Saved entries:

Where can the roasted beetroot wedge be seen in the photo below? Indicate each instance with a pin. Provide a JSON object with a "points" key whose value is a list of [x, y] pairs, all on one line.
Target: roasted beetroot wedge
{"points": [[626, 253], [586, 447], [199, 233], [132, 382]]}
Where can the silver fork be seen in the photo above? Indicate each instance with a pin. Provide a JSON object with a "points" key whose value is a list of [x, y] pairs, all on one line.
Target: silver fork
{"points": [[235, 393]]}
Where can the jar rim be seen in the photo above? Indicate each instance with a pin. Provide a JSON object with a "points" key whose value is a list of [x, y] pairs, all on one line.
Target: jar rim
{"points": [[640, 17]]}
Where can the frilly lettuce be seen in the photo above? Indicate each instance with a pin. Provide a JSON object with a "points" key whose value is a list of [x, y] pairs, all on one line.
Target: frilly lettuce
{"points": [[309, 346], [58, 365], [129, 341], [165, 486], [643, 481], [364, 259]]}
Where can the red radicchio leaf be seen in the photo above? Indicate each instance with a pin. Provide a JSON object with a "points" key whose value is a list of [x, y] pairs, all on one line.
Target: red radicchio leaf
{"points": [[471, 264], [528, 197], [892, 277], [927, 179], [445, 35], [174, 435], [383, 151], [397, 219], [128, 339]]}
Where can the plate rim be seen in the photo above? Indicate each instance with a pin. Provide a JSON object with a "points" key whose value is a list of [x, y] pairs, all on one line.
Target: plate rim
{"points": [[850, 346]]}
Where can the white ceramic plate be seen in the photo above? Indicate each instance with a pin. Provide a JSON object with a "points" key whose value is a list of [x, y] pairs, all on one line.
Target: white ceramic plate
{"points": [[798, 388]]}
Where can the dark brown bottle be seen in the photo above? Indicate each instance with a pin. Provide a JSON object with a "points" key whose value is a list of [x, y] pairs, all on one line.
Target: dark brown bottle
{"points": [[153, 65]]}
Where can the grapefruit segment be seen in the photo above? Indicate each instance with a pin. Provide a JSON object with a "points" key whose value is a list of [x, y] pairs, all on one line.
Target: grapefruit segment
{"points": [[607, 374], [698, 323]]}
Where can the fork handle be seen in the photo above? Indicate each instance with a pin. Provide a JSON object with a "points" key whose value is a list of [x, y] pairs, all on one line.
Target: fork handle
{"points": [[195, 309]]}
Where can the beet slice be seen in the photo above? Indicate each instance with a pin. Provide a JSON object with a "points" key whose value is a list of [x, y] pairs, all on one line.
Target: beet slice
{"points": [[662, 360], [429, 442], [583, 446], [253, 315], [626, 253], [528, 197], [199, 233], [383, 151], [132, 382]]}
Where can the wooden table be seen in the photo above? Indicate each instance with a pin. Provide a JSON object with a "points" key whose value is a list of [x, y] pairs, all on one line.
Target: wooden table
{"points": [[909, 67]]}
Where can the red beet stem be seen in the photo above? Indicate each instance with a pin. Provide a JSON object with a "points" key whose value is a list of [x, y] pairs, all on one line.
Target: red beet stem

## WHAT THE EXERCISE ASKS:
Can you turn the lines of the listing above, from its start through the line containing "Target: roasted beetroot wedge", into a numbered list and skip any blank lines?

## RESULT:
1. Where can the roasted beetroot wedge be seen in the photo below? Indicate each instance with a pin. Provide a JSON object with a "points" key whose value is a list of [x, y] pairs, all on one line.
2. Target: roasted beetroot wedge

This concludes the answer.